**WHAT IS NEEDED:**
Only a number is required: how many lines of the material contain the string "instance".

**SOURCE RECORDS:**
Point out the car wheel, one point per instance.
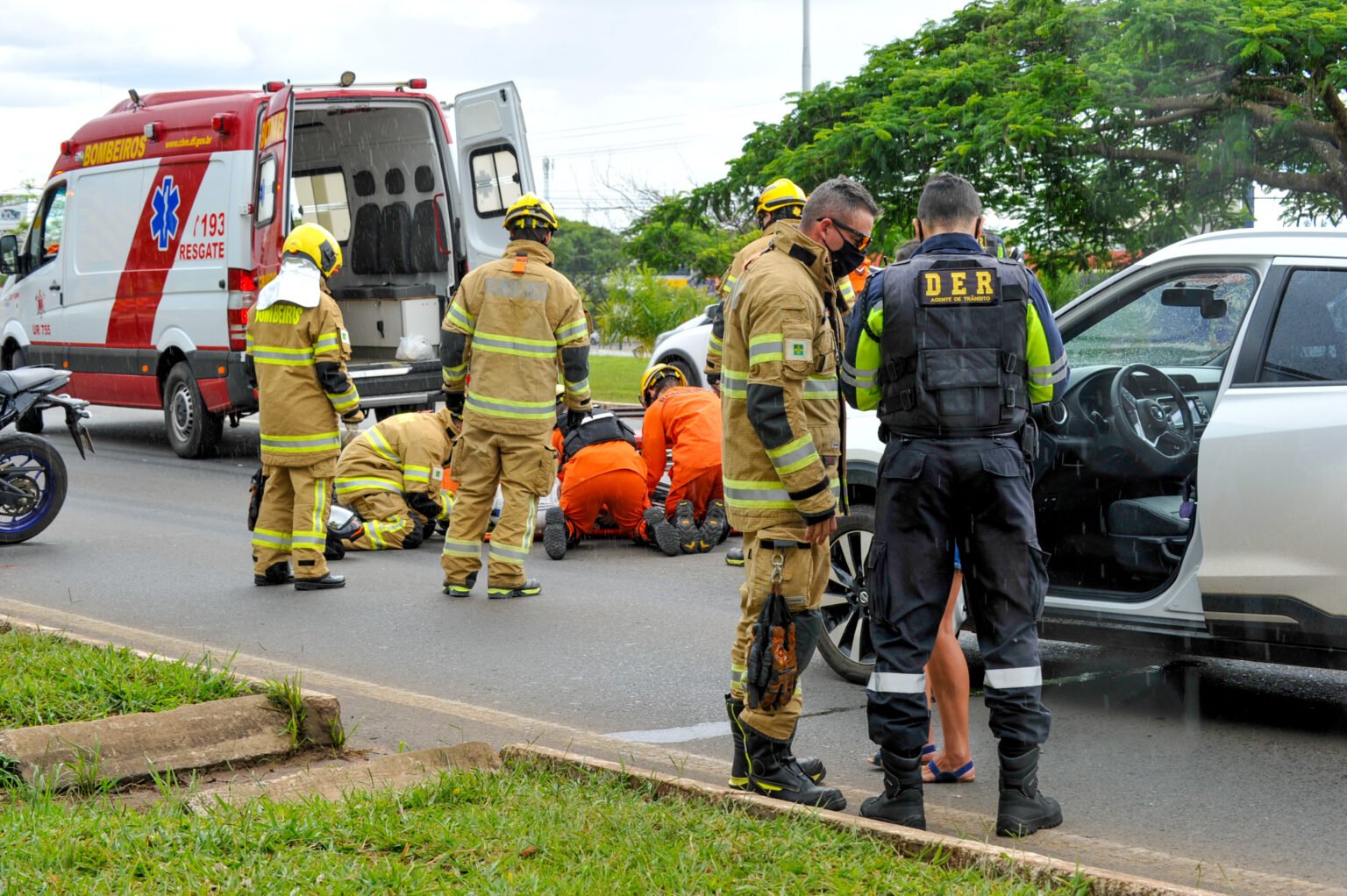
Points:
---
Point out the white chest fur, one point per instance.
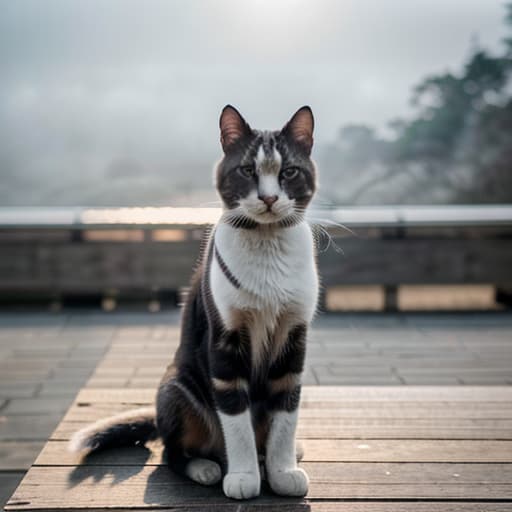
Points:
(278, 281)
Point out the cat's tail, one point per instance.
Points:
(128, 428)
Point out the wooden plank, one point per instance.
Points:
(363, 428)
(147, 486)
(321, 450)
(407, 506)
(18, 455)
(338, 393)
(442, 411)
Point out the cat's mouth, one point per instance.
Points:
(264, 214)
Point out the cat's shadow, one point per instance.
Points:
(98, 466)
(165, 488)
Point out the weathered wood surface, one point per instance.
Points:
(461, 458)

**ANSWER TO THIS TASK:**
7